Passage shown:
Thursday, 19 July 2018

Ticket to Ride









July is well underway and the summertime lull is starting in earnest.

I’ve been trying to arrange a catch-up with Jeanne for a couple of weeks. After a few days of radio silence, she texts me back, apologetic. Her schedule for the next two months is chocka. She reminds me she’ll be on tour with her old group until the end of the month, then she’ll be on leave for a chunk of August. We’re not sure when we’ll next see each other this side of September.

Another church acquaintance, Serafine, texts me excitedly about her summertime plans to visit Gabon, where she was born and raised. I try to be pleased for her. Selfishly, all I can think about is how my limited Strasbourg networks will be evaporating before my eyes for the next two months.

Later that week, during one of my unofficial French lessons with my heartache Bernard, the (admittedly melodramatic) sense of abandonment that has kicked in is further reinforced. We’ve already discussed our individual summer plans piecemeal but it suddenly dawns on me this could be our last meeting for a while. He’s not sure about his schedule the following week. He’ll have to cover for a colleague who’s going on leave before jetting off to Chicago himself. I’ll be away the following week and then he disappears for half of August. The lunchtime chat takes on deeper significance. I savour what I can of the moment. My eyes linger appreciatively over his freckles, the glossy locks (not a hint of grey!), smooth butterscotch skin, a whisper of stubble that I’ve never before noticed, the flash of deep dimples when he smiles and of course, those mesmerising crystal blues.

Task a: Copy out each line of the records that contains the string "white". Case counts.

Data section:
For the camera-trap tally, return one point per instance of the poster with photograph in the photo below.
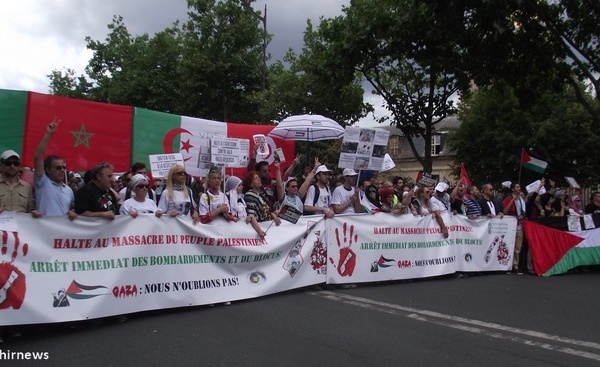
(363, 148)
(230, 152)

* * *

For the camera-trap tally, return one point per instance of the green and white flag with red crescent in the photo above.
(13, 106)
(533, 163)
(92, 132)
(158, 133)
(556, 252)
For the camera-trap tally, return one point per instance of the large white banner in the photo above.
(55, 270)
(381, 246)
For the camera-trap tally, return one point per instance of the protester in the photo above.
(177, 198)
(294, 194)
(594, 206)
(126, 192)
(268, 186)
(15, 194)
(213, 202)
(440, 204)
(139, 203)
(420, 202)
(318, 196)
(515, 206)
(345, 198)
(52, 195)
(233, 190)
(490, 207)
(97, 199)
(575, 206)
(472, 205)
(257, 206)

--

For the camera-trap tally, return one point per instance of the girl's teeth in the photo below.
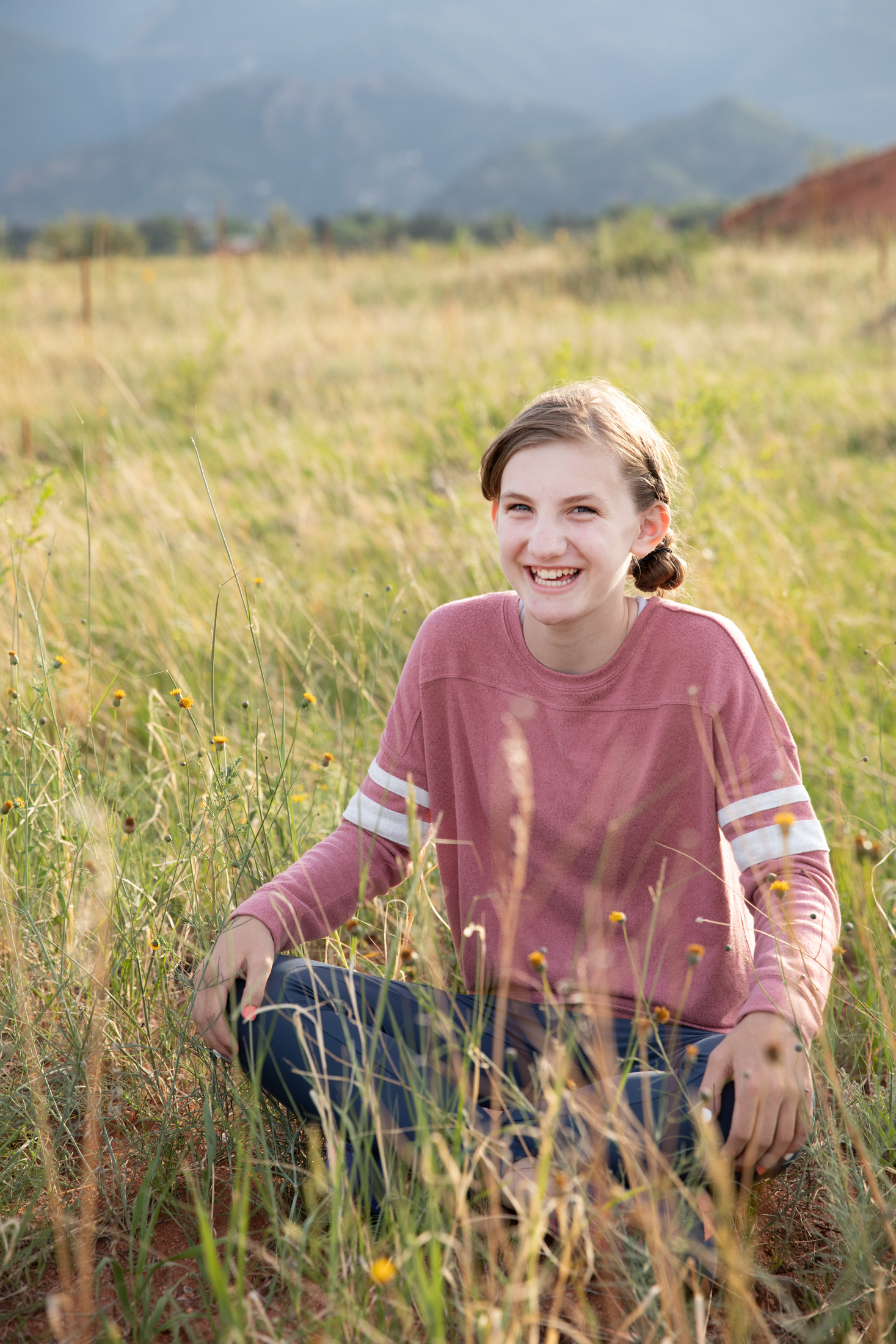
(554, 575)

Task b: List every physical feature of Bernard that the narrator's eyes linger over in the Ticket to Ride post.

Written answer a:
For the camera-trap tally, return one point per instance of the green and white flag with red crescent in the photo above.
For the camera-trap tally, return one point per instance of the large white banner in the photo above.

Written answer b:
- Freckles
- Glossy locks (not a hint of grey)
- Smooth butterscotch skin
- A whisper of stubble
- Deep dimples when he smiles
- Mesmerising crystal blues